──────── Data provided ────────

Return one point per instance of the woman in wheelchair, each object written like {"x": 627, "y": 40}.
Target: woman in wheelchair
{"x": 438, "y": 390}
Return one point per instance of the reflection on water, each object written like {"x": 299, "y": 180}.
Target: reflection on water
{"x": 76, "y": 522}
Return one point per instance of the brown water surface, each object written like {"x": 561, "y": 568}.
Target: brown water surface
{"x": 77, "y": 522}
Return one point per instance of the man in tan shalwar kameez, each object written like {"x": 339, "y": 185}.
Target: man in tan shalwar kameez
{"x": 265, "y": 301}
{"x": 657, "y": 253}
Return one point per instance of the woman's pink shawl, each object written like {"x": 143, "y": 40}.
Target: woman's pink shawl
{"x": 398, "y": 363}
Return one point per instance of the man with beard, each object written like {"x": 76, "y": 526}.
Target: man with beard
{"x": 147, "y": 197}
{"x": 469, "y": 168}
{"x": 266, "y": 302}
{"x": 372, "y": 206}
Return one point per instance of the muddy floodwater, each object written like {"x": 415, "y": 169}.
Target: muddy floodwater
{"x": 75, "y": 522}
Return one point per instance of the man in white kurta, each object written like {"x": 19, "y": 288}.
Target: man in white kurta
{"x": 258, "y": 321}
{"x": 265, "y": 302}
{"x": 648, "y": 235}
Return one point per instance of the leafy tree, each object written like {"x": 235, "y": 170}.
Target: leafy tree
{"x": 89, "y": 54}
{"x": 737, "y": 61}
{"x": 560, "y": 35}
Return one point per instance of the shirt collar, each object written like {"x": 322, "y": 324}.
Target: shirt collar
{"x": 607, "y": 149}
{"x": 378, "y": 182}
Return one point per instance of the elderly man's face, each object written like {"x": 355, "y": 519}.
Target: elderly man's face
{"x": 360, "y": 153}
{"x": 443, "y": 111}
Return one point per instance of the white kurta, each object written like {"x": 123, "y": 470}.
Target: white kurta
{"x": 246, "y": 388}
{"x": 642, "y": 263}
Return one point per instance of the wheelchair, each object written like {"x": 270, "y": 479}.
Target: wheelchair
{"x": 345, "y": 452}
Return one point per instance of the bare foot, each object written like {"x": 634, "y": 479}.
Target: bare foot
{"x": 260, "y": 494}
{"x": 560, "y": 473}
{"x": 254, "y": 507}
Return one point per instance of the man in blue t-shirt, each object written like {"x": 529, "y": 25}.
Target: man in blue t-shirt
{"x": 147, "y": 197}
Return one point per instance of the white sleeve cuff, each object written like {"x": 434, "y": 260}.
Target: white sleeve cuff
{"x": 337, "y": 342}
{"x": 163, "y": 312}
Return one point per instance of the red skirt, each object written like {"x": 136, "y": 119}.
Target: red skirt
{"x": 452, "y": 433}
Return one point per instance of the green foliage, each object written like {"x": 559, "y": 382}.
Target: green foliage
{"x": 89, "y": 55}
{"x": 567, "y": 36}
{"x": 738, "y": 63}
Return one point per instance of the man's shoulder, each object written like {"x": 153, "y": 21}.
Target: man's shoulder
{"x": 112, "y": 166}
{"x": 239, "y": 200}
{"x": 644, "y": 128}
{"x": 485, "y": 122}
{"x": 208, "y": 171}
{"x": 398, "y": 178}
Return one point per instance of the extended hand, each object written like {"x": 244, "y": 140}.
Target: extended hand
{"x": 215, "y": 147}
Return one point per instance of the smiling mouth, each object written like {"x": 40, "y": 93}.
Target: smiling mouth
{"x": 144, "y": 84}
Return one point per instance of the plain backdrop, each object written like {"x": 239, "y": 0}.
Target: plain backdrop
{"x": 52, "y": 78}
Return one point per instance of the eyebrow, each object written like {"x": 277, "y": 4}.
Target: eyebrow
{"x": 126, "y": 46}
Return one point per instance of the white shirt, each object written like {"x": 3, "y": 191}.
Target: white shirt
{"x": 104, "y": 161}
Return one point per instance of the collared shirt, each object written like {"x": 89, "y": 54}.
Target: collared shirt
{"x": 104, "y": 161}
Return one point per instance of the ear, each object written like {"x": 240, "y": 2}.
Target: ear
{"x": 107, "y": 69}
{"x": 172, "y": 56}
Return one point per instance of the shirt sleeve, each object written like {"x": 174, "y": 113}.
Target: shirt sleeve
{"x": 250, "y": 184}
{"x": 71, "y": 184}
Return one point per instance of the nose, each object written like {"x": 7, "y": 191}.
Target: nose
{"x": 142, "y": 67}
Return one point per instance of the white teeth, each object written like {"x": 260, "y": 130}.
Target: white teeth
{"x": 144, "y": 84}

────────
──────── Data provided ────────

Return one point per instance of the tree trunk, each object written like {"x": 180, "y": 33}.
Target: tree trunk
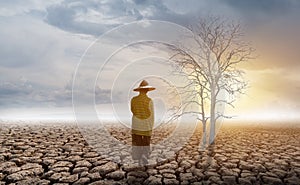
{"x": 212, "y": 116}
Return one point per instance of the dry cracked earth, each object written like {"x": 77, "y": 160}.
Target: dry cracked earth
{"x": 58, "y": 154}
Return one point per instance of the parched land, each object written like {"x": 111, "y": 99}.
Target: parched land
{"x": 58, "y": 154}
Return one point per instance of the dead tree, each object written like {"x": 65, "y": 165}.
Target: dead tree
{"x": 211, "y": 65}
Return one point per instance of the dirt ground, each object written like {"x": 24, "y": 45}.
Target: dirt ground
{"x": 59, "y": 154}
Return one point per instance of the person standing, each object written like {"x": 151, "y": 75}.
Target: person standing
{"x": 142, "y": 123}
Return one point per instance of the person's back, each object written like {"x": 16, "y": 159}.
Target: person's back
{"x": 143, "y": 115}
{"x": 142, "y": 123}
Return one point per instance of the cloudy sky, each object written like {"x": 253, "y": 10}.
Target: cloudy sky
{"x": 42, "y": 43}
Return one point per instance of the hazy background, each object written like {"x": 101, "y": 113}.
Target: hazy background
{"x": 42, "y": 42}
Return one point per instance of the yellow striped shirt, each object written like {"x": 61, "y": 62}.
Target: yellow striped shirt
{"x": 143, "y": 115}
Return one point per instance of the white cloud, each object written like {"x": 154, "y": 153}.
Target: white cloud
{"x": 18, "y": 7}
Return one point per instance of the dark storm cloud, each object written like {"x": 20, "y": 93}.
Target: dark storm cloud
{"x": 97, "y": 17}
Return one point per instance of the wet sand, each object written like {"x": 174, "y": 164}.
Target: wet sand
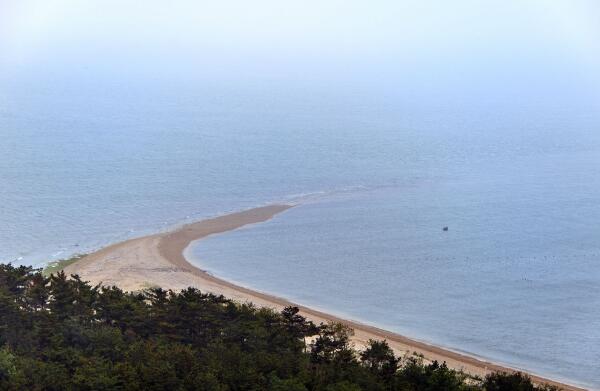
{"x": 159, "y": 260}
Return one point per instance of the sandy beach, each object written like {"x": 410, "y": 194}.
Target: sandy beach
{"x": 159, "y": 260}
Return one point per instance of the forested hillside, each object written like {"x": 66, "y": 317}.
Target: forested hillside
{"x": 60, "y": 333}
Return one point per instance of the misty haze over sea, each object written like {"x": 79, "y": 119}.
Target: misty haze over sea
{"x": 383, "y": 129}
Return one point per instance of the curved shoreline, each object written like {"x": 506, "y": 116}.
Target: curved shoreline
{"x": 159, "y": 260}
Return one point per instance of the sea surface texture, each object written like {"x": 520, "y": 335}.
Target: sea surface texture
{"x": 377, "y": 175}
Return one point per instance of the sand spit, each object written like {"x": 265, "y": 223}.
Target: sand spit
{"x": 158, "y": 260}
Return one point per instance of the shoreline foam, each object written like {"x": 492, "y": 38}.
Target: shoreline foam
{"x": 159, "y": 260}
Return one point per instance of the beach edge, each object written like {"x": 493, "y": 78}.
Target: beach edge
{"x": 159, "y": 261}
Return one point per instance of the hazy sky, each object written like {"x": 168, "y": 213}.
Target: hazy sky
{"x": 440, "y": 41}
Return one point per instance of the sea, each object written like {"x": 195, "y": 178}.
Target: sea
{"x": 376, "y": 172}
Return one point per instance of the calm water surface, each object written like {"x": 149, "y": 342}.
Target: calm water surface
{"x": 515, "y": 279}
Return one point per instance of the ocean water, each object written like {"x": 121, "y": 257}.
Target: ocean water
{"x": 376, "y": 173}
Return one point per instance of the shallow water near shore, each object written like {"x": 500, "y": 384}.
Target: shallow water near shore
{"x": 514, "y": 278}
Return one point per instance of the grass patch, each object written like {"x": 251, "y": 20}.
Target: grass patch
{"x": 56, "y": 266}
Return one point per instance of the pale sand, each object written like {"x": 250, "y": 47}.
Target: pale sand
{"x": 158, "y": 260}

────────

◆ **Work required**: Please locate and copy every line in the records above that contains the word "striped", matching case exactly.

◆ **Written reply**:
Return one point per instance of the yellow striped shirt, each object written like {"x": 61, "y": 62}.
Target: yellow striped shirt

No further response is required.